_Excerpt to read_
As homelessness continues to rise — 38,254 New Yorkers sought shelter one night in late March — services for families and single adults without a place to live are about to get worse, as are programs which attempt to prevent homelessness.
In his budget proposal, Mayor Bloomberg has called for cutting one-third of the cleaning and maintenance staff — 109 workers — at the city’s 13 shelters. A spokesperson for the city Department of Homeless Services insists the city will continue to maintain services. Many homeless advocates and shelter managers wonder, however, how that will be possible, and what the fallout might be.
“Communities have come to respect and be comfortable with the shelter that is in their local district, but the question is what happens when that level of upkeep is no longer there,” said Lauri Cole, director of the Association of Service Providers for Homeless Adults and the Tier II Coalition.
The mayor is also seeking immediate cuts to the controversial scatter-site housing program. Under Bloomberg’s proposal, payments to landlords who provide apartments to homeless families will drop from an average $95 a night to $81. While many homeless advocates welcome any cut to this program, pointing to its vast expense and shoddy services, DHS spokesperson James Anderson noted, “I hope the landlords don’t call us on Monday and tell us to get our clients out of their buildings.”
Also on the chopping block: All DHS contractors, from medical service providers to the managers of more than 100 adult and family shelters, eight drop-in centers and 74 single-room occupancy hotels, will each lose 1.5 percent of their funding. Agency officials plan to work with shelter operators to make these cuts “in ways that do not impact services to clients.”

[Collected data]

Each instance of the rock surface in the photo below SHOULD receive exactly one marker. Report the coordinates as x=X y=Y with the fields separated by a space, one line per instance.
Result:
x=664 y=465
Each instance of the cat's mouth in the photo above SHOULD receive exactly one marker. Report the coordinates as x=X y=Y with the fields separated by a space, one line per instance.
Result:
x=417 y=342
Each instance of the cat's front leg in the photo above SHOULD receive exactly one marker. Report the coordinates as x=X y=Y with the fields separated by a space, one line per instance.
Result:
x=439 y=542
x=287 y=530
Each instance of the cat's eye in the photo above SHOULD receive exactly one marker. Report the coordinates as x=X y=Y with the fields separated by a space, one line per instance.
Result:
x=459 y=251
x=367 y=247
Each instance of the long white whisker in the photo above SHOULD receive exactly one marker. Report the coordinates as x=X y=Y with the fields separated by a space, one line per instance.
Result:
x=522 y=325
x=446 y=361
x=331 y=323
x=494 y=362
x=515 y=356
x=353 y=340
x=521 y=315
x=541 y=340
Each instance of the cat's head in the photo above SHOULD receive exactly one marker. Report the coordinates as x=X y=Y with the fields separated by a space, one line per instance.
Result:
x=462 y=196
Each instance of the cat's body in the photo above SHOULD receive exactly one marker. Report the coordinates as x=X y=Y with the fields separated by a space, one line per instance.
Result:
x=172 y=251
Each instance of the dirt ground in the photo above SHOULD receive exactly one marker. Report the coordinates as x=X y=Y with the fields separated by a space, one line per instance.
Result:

_Study questions_
1. From the article on cuts to New York City's homeless services, reproduce word for word the passage starting with "In his budget" and going on through "Tier II Coalition.".
2. Summarize the article on cuts to New York City's homeless services in two sentences.

_Answers for the exercise_
1.
In his budget proposal, Mayor Bloomberg has called for cutting one-third of the cleaning and maintenance staff — 109 workers — at the city’s 13 shelters. A spokesperson for the city Department of Homeless Services insists the city will continue to maintain services. Many homeless advocates and shelter managers wonder, however, how that will be possible, and what the fallout might be.
“Communities have come to respect and be comfortable with the shelter that is in their local district, but the question is what happens when that level of upkeep is no longer there,” said Lauri Cole, director of the Association of Service Providers for Homeless Adults and the Tier II Coalition.

2. Even as homelessness rises, Mayor Bloomberg's budget proposal would cut 109 cleaning and maintenance workers at the city's 13 shelters and lower payments to scatter-site landlords from an average $95 a night to $81. All Department of Homeless Services contractors would also lose 1.5 percent of their funding, and although the agency says services will be maintained, many homeless advocates and shelter managers wonder how that will be possible.